Driver stress increases following year of lockdown


New research from Brake, the road safety charity, and the insurer Direct Line, has revealed that stress and anger behind the wheel has increased since the first national lockdown, in March 2020, and that drivers themselves admit that these negative moods are having a detrimental effect on their driving behaviour.


The findings, published in the partnership’s new ‘Driving behaviour’ report (see below), highlights that in March of this year, nine in ten drivers admitted to feeling stressed or angry when behind the wheel, an increase of 6% on figures from March 2020, when the UK entered its first lockdown. Troublingly, more than one in ten drivers now say they feel stressed or angry every time they are behind the wheel, up 3% over the same period, meaning that more drivers now feel stressed or angry on every journey, compared with those who never feel this way.


As the country follows the Government’s roadmap out of lockdown, Brake and Direct Line have teamed up to raise awareness of the dangers of negative moods behind the wheel, with more than half of drivers admitting these have an impact on their driving behaviour, including making them accelerate and brake more harshly, drive faster, and be less focused on the task of driving.

Records supplied —

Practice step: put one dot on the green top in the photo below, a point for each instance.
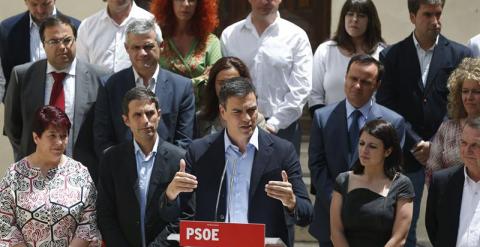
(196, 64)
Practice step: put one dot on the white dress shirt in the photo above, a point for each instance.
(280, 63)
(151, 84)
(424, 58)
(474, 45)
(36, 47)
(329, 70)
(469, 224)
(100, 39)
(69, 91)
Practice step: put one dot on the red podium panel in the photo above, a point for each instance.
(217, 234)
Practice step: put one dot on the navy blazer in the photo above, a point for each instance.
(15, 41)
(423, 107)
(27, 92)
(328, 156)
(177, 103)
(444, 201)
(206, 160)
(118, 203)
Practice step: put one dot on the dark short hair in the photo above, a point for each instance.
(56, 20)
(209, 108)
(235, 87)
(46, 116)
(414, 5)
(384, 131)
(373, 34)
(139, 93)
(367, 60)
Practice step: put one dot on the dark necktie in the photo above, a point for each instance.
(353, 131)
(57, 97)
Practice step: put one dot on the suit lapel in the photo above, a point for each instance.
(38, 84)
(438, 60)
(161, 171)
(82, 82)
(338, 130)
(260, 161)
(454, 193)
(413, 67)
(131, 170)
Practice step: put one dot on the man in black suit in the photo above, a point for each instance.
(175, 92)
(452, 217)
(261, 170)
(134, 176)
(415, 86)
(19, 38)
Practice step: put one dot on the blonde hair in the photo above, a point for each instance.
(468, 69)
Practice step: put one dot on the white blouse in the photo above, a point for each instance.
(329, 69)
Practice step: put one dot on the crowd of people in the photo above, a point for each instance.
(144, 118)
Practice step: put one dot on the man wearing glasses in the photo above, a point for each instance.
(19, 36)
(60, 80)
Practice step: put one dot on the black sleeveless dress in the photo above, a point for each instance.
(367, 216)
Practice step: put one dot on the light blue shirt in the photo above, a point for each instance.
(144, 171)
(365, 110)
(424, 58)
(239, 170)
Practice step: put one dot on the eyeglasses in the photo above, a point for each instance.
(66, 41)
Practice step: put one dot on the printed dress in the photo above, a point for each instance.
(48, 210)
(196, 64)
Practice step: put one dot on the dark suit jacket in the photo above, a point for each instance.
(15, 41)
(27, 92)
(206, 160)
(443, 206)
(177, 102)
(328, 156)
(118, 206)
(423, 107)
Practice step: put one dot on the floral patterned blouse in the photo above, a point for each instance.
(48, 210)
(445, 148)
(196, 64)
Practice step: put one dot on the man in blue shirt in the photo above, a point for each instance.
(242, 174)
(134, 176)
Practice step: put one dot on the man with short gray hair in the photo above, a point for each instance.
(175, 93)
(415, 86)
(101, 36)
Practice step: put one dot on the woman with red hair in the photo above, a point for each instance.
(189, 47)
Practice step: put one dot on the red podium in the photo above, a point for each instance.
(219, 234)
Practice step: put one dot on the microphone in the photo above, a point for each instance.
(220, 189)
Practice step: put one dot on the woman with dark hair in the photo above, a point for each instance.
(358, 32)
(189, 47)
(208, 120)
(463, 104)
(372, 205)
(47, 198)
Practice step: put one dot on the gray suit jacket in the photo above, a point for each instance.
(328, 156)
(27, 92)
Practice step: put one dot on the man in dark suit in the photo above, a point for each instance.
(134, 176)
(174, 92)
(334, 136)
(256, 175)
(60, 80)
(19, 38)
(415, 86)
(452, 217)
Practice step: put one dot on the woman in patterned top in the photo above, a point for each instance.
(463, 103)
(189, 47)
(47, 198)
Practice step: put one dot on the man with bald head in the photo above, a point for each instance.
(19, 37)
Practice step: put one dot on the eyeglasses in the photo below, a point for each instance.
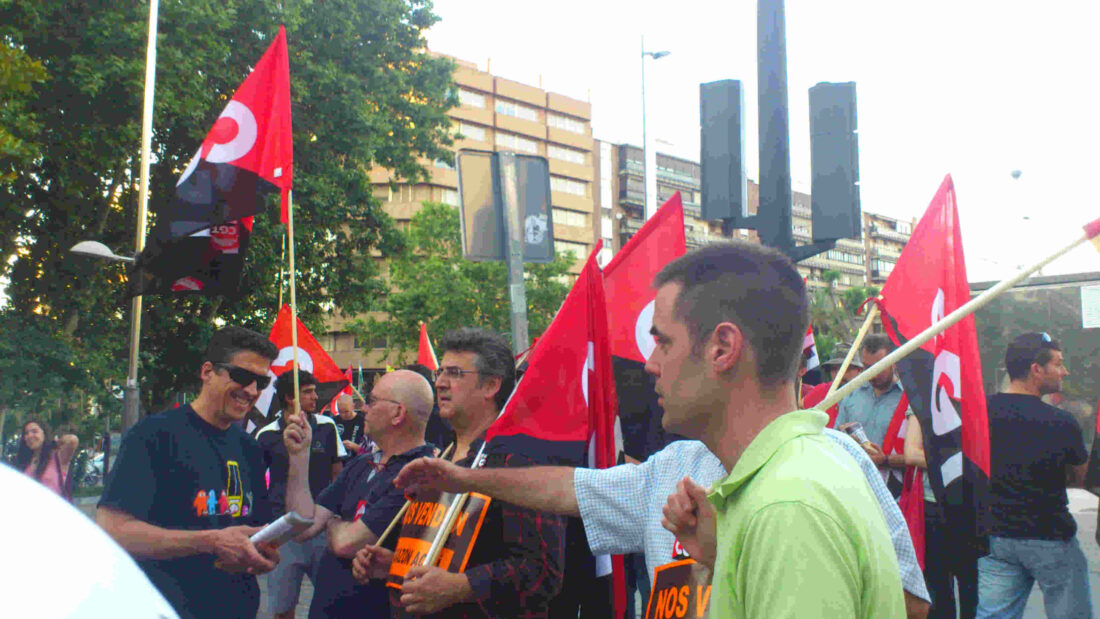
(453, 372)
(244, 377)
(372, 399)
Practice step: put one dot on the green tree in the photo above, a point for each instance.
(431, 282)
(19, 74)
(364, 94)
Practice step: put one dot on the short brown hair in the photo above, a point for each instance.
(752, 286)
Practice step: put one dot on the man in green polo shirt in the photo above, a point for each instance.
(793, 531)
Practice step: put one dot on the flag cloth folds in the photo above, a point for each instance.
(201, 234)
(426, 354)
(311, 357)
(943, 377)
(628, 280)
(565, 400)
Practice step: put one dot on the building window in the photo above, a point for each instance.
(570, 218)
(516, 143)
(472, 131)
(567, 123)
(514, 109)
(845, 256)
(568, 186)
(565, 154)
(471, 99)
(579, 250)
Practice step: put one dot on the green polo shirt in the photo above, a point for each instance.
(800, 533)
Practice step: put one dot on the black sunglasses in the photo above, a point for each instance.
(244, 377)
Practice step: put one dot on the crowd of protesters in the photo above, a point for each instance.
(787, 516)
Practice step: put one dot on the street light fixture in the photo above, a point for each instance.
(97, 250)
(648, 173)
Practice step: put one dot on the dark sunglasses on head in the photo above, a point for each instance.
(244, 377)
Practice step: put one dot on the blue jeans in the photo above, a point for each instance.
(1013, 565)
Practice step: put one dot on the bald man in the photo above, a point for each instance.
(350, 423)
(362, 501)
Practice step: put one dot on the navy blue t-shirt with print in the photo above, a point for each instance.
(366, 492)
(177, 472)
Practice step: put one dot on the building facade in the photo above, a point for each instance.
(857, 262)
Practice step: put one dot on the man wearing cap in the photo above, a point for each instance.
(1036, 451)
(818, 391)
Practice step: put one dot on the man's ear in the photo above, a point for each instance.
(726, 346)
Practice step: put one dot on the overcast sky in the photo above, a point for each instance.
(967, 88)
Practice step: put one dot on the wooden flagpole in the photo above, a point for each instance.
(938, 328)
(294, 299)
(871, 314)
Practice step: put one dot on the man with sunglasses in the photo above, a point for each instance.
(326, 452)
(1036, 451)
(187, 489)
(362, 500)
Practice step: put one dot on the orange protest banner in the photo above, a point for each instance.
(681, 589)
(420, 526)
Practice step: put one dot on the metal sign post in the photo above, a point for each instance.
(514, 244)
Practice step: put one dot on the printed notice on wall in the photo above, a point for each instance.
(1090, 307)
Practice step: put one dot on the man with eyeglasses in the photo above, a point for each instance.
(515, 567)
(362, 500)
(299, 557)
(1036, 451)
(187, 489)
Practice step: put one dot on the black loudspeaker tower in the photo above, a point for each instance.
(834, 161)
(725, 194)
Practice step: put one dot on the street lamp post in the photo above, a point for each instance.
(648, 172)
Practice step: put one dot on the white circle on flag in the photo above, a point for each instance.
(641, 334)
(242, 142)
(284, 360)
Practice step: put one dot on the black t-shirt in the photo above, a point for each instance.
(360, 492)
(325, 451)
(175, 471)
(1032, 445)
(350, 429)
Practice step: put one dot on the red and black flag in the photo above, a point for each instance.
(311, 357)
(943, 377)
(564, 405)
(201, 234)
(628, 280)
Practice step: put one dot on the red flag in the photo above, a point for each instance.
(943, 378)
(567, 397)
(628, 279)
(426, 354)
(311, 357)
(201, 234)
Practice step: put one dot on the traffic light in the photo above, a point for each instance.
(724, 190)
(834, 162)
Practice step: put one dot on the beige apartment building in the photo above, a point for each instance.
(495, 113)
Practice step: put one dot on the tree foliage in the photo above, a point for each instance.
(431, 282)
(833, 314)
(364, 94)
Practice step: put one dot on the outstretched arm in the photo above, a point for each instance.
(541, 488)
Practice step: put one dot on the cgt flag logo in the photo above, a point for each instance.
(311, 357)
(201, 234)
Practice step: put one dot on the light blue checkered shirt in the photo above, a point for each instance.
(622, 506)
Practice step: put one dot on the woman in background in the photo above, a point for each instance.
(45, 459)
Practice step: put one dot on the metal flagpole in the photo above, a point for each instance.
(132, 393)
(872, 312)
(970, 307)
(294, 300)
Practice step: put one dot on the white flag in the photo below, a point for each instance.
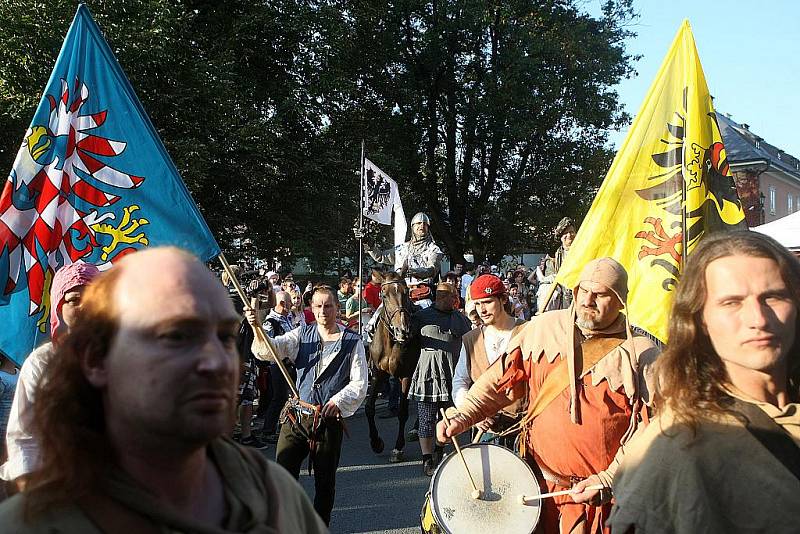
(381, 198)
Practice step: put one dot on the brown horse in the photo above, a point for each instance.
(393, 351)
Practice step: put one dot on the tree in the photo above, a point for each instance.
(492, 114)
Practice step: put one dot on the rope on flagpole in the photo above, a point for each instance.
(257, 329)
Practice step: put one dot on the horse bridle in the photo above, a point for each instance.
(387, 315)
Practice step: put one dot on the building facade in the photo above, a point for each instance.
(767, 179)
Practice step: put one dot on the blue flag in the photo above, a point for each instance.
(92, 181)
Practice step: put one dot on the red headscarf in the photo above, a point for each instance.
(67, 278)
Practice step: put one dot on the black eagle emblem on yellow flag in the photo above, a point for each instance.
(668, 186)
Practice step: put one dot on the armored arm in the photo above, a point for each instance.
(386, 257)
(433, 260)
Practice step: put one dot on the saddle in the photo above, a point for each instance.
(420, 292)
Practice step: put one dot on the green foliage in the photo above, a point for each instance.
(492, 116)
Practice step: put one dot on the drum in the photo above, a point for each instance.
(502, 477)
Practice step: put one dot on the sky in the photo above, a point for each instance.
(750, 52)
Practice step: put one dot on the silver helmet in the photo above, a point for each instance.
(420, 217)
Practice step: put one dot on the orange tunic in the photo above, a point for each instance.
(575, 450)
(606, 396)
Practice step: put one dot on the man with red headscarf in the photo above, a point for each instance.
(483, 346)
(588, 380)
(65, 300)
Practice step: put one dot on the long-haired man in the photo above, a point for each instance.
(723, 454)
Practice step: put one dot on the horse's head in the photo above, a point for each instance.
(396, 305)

Exercise tasks —
1. Summarize the article on driver stress in two sentences.
2. Continue the article on driver stress from the point at which it stops.

Responses by task —
1. Research from the road safety charity Brake and the insurer Direct Line found that stress and anger behind the wheel have increased since the first national lockdown in March 2020. Nine in ten drivers reported such feelings in March of this year, up 6%, and more than half of drivers admit these moods affect their driving, making them accelerate and brake more harshly, drive faster, and focus less on the task of driving.

2.
With Government statistics showing that aggressive driving contributed to 110 fatal crashes and one in 20 crashes which resulted in serious injury, in 2019 (the most recent annual figures available), and research highlighting stressed or angry drivers suffer a form of cognitive distraction that may affect their judgment and reaction times, the charity and the insurer are raising awareness of simple steps all drivers can take to ease their mood, and potentially reduce the risk of being involved in a crash:


Brake advises the following steps to ease mood behind the wheel:

  • Focus on calm, controlled breathing, which can help release muscular tension and relieve stress.

  • Plan routes carefully, and allow plenty of time for the journey to avoid feeling pressured to rush.

  • Drive at appropriate speeds for the road environment and avoid overtaking unless absolutely necessary, to reduce feelings of tension.

  • Have something to eat before setting off, as hunger can affect concentration. However, do not eat at the wheel as this could distract from driving.

  • Consider alternatives to driving, such as walking, cycling, or public transport, as these may help you to arrive feeling calmer and more refreshed.

The full report is available here.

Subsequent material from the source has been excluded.